▶ [REQUEST]: Reproduce all of the material below, swapping every "locate" for "find" and changing nothing else. Leave the pictures out.
-- start of INFORMATION SHOWN --
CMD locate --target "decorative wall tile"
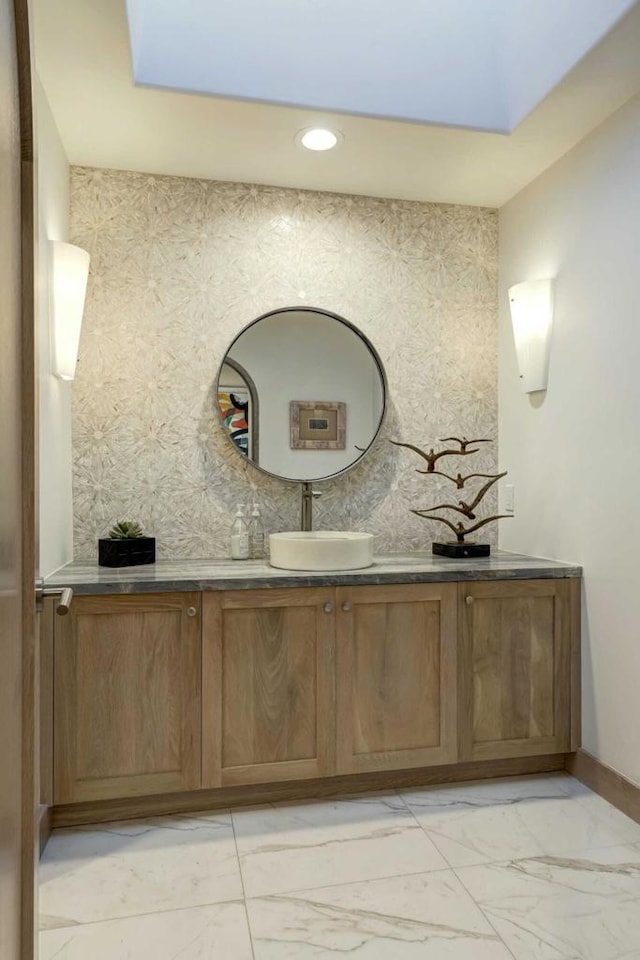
[71,168,498,558]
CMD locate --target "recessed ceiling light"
[295,127,342,150]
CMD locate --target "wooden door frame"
[13,0,39,960]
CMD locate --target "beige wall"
[35,81,73,576]
[499,98,640,784]
[71,169,497,558]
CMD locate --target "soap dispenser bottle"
[249,503,264,560]
[231,503,249,560]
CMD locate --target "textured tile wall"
[71,168,498,558]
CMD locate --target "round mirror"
[217,307,387,481]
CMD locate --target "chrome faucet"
[300,480,322,530]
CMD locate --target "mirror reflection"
[217,307,386,481]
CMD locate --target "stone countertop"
[46,550,582,596]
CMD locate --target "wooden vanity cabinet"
[54,593,201,804]
[336,583,457,774]
[47,578,580,811]
[458,579,580,761]
[202,587,336,787]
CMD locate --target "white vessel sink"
[269,530,373,570]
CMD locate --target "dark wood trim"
[52,753,566,827]
[569,578,582,751]
[566,750,640,823]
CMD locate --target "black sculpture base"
[431,540,491,559]
[98,537,156,567]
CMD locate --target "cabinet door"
[54,593,201,803]
[336,583,457,773]
[203,588,335,787]
[458,580,571,760]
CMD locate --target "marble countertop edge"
[45,551,582,596]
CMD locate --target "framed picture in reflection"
[289,400,347,450]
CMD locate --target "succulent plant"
[109,520,144,540]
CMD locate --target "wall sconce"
[509,280,553,393]
[51,240,90,380]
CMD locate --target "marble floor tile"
[40,903,253,960]
[247,870,512,960]
[401,774,640,867]
[40,813,243,929]
[233,794,446,896]
[456,844,640,960]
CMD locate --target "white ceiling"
[127,0,635,133]
[34,0,640,206]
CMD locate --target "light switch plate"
[502,483,516,514]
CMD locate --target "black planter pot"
[98,537,156,567]
[431,540,491,560]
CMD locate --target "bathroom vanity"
[41,552,581,824]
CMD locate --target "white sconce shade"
[51,240,90,380]
[509,280,553,393]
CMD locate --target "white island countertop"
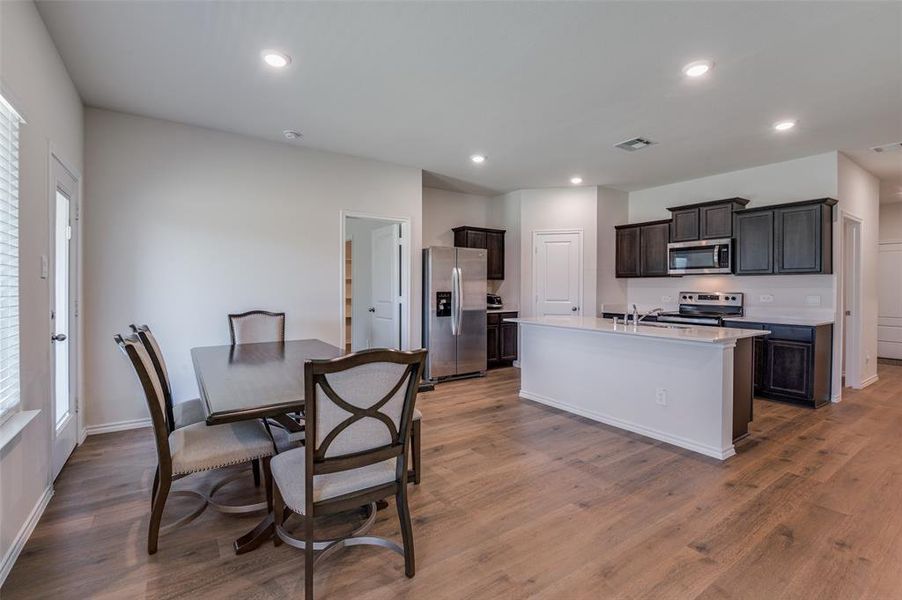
[505,316,770,344]
[724,315,833,327]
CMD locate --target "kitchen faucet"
[633,304,664,327]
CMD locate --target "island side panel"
[520,323,735,459]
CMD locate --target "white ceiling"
[39,0,902,191]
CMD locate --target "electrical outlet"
[655,388,667,406]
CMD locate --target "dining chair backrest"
[304,349,426,482]
[113,334,172,469]
[229,310,285,345]
[129,324,175,433]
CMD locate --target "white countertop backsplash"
[725,309,836,327]
[505,316,767,344]
[598,304,836,327]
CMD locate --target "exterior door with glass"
[48,157,78,479]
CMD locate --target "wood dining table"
[191,339,344,554]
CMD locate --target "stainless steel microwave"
[667,238,733,275]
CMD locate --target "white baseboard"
[0,485,53,586]
[858,373,879,390]
[520,390,736,460]
[85,417,151,437]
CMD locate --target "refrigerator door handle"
[456,267,464,335]
[451,267,460,335]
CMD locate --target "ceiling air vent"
[871,142,902,152]
[614,138,657,152]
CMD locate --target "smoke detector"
[871,142,902,152]
[614,138,657,152]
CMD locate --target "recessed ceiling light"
[263,50,291,69]
[683,60,714,78]
[774,119,796,131]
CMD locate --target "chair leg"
[407,420,422,485]
[270,478,286,546]
[304,515,313,600]
[261,456,272,511]
[147,470,172,554]
[251,458,260,487]
[150,465,160,508]
[395,485,416,577]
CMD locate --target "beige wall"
[423,187,504,248]
[0,2,83,580]
[84,109,422,427]
[595,187,629,316]
[880,202,902,242]
[833,153,880,396]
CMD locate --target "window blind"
[0,96,21,422]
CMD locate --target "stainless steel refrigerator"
[423,246,487,381]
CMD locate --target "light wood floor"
[2,364,902,600]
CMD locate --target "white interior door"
[533,231,582,317]
[369,224,401,348]
[877,242,902,360]
[48,158,78,479]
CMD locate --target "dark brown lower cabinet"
[486,312,517,367]
[725,321,833,407]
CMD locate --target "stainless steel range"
[658,292,743,327]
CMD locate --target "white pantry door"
[369,224,401,348]
[877,242,902,359]
[533,231,583,317]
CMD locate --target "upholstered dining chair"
[113,335,275,554]
[229,310,285,345]
[129,323,260,487]
[272,349,426,600]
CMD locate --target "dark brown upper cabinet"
[733,210,774,275]
[670,208,699,242]
[667,198,749,242]
[451,226,504,279]
[639,221,670,277]
[614,219,670,277]
[774,201,836,273]
[733,198,836,275]
[614,225,642,277]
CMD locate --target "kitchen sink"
[639,322,692,329]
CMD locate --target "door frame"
[530,228,585,316]
[832,210,864,402]
[338,210,411,350]
[46,141,86,483]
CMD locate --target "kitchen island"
[509,317,768,460]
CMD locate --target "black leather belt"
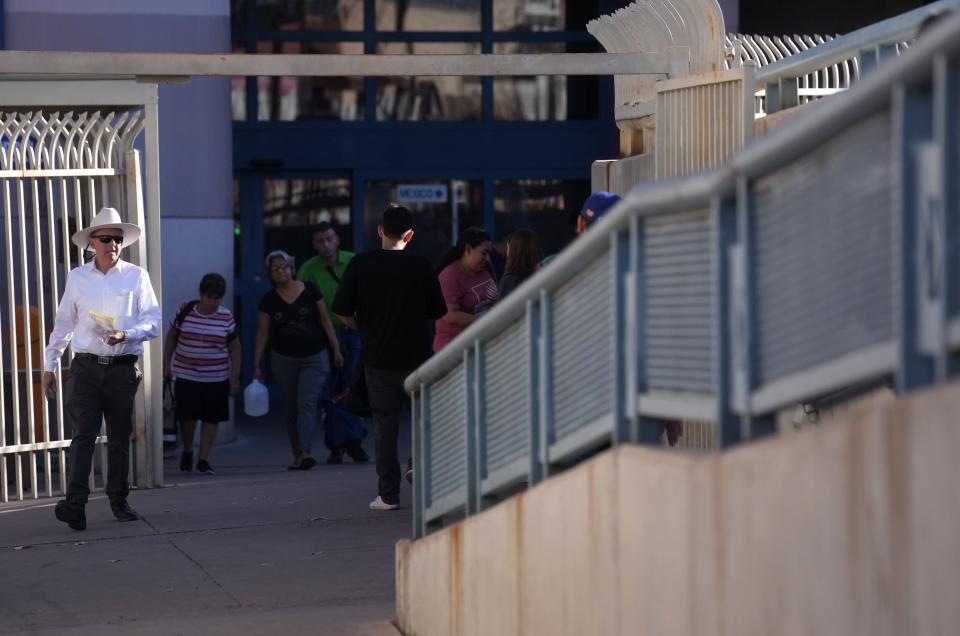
[74,353,138,366]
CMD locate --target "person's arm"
[337,314,357,331]
[163,325,180,378]
[317,304,343,369]
[117,270,163,345]
[441,304,477,327]
[437,267,476,327]
[40,272,77,400]
[227,338,241,395]
[253,311,270,380]
[500,274,516,300]
[330,259,357,331]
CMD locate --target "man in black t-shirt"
[333,205,447,510]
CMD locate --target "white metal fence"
[0,110,145,501]
[406,15,960,536]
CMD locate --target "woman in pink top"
[433,227,500,351]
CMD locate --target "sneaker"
[347,444,370,464]
[370,495,400,510]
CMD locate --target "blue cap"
[580,190,620,223]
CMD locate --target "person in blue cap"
[540,190,620,267]
[577,190,620,234]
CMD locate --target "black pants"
[365,366,410,504]
[66,357,142,505]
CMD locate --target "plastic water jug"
[243,380,270,417]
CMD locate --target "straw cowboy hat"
[72,208,140,247]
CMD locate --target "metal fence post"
[463,342,486,515]
[933,56,960,377]
[526,298,543,484]
[530,289,555,484]
[610,232,636,445]
[892,83,943,393]
[410,393,424,539]
[763,81,780,115]
[624,216,646,443]
[732,175,774,441]
[710,195,740,448]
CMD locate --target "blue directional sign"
[397,183,447,203]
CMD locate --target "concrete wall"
[397,385,960,636]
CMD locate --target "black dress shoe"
[110,499,140,521]
[53,500,87,530]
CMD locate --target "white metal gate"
[0,108,146,501]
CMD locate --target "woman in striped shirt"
[163,274,240,473]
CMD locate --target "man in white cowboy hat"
[42,208,161,530]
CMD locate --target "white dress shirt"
[44,260,162,371]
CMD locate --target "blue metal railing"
[406,15,960,537]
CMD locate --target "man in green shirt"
[297,221,369,464]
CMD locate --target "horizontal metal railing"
[405,15,960,536]
[756,0,960,114]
-- end of INFORMATION SHOWN --
▶ [THE ANSWER]:
CMD find --target "decorative wall tile"
[71,168,498,558]
CMD find --target "recessed ceiling light"
[295,127,342,150]
CMD find --target "wooden door frame"
[13,0,39,960]
CMD find --target "beige wall"
[35,81,73,576]
[499,98,640,784]
[71,169,497,558]
CMD find --target "soap dispenser bottle"
[249,503,264,560]
[231,503,249,560]
CMD find --target "textured tile wall"
[71,168,498,558]
CMD find --target "round mirror"
[217,307,387,481]
CMD find --target "chrome faucet"
[300,480,322,530]
CMD find --target "mirror reflection"
[217,307,386,481]
CMD find --target "stone countertop"
[46,550,582,596]
CMD find --target "wooden vanity cabinet"
[54,593,201,804]
[336,583,457,774]
[47,578,580,811]
[458,579,580,761]
[202,587,336,787]
CMD find --target "white vessel sink"
[269,530,373,570]
CMD find --target "dark wood trim"
[52,753,566,827]
[569,578,582,751]
[566,750,640,823]
CMD find --target "black sculpture base"
[431,540,491,559]
[98,537,156,567]
CMD find --target "cabinet door"
[54,593,201,803]
[336,583,457,773]
[203,588,335,787]
[458,580,571,760]
CMD find --target "marble countertop edge"
[45,551,582,596]
CMD find --target "framed picture in reflection"
[289,400,347,450]
CMD find --target "succulent plant"
[109,520,144,540]
CMD find --target "wall sconce"
[509,280,553,393]
[51,240,90,380]
CMD find --target "marble floor tile"
[40,903,253,960]
[247,870,512,960]
[401,774,640,867]
[40,813,243,929]
[233,794,446,896]
[456,844,640,960]
CMD find --target "white ceiling"
[127,0,635,133]
[34,0,640,206]
CMD find --target "light switch plate"
[502,483,516,514]
CMD find --target "black planter pot"
[98,537,156,567]
[431,540,491,560]
CMD find --target "bathroom vanity"
[41,552,581,824]
CMD find --target "white sconce shade"
[51,240,90,380]
[509,280,553,393]
CMD find --target "white island countertop"
[505,316,770,344]
[724,315,833,327]
CMD find --target "kitchen faucet"
[633,304,664,327]
CMD find --target "island side panel"
[520,323,735,459]
CMD find --target "white ceiling"
[39,0,902,191]
CMD find --target "electrical outlet"
[655,388,667,406]
CMD find --target "dining chair backrest"
[304,349,426,482]
[113,334,172,469]
[229,310,285,345]
[129,324,175,433]
CMD find --target "white countertop backsplash"
[725,309,836,327]
[505,316,767,344]
[598,304,836,327]
CMD find --target "exterior door with glass"
[48,157,78,479]
CMD find --target "wood dining table"
[191,339,344,554]
CMD find --target "stainless steel microwave"
[667,238,733,275]
CMD find --target "white baseboard"
[0,485,53,586]
[858,373,879,390]
[520,390,736,460]
[85,417,151,437]
CMD find --target "refrigerator door handle"
[456,267,464,335]
[451,267,460,335]
CMD find --target "ceiling air vent"
[871,142,902,152]
[614,138,657,152]
CMD find --target "smoke detector"
[871,142,902,152]
[614,138,657,152]
CMD find --target "recessed ceiling light"
[263,50,291,69]
[683,60,714,78]
[774,119,796,131]
CMD find --target "chair leg"
[407,420,422,485]
[270,478,286,546]
[304,515,313,600]
[261,456,272,511]
[147,470,172,554]
[251,458,260,487]
[150,465,160,508]
[395,485,416,577]
CMD find --target "beige wall"
[423,187,504,248]
[0,2,83,580]
[84,109,422,427]
[595,187,629,316]
[880,202,902,242]
[833,153,880,396]
CMD find --target "window blind"
[0,96,21,422]
CMD find --target "stainless steel refrigerator"
[423,246,487,381]
CMD find --target "light wood floor"
[2,364,902,600]
CMD find --target "white interior door"
[533,231,582,317]
[369,224,401,348]
[877,242,902,360]
[48,158,78,479]
CMD find --target "dark brown lower cabinet"
[486,312,517,367]
[725,321,833,407]
CMD find --target "stainless steel range"
[658,292,743,327]
CMD find --target "white pantry door"
[369,224,401,348]
[877,242,902,359]
[533,231,583,317]
CMD find --target "upholstered dining chair"
[113,335,275,554]
[229,310,285,345]
[129,323,260,487]
[272,349,426,600]
CMD find --target "dark brown upper cabinet"
[733,210,774,275]
[670,208,699,242]
[667,198,749,242]
[451,226,504,279]
[639,221,670,277]
[614,219,670,277]
[774,201,836,273]
[733,198,836,275]
[614,225,642,277]
CMD find --target "kitchen sink"
[639,322,692,329]
CMD find --target "door frame"
[530,228,585,316]
[832,210,864,402]
[338,210,411,350]
[46,141,86,483]
CMD find --target "kitchen island"
[509,317,768,460]
CMD find --target "black leather belt"
[74,353,138,366]
CMD find --target "person's arm"
[337,314,357,331]
[163,325,180,378]
[317,304,343,369]
[117,270,163,345]
[441,304,477,327]
[437,267,476,327]
[40,272,77,400]
[227,338,241,395]
[253,311,270,380]
[500,274,516,300]
[330,259,357,331]
CMD find --target "man in black t-shirt"
[333,205,447,510]
CMD find --target "white metal fence"
[0,110,145,501]
[406,15,960,536]
CMD find --target "woman in pink top"
[433,227,500,351]
CMD find --target "sneaker"
[347,444,370,464]
[370,495,400,510]
CMD find --target "blue cap"
[580,190,620,223]
CMD find --target "person in blue cap"
[540,190,620,267]
[577,190,620,234]
CMD find --target "black pants"
[365,366,410,504]
[66,357,142,505]
CMD find --target "plastic water jug"
[243,380,270,417]
CMD find --target "straw cowboy hat"
[72,208,140,247]
CMD find --target "metal fence post"
[463,342,486,515]
[933,56,960,377]
[526,298,543,484]
[530,289,555,484]
[610,232,636,445]
[892,83,943,393]
[410,393,424,539]
[763,81,780,115]
[624,216,646,443]
[732,175,774,441]
[710,195,740,448]
CMD find --target "blue directional sign"
[397,183,447,203]
CMD find --target "concrete wall"
[397,385,960,636]
CMD find --target "black dress shoe"
[110,499,140,521]
[53,500,87,530]
CMD find --target "white metal gate"
[0,108,146,501]
CMD find --target "woman in striped shirt"
[163,274,240,473]
CMD find --target "man in white cowboy hat"
[42,208,161,530]
CMD find --target "white dress shirt"
[44,260,162,371]
CMD find --target "blue metal railing"
[406,15,960,537]
CMD find --target "man in green shirt"
[297,221,369,464]
CMD find --target "horizontal metal railing"
[405,15,960,536]
[756,0,960,114]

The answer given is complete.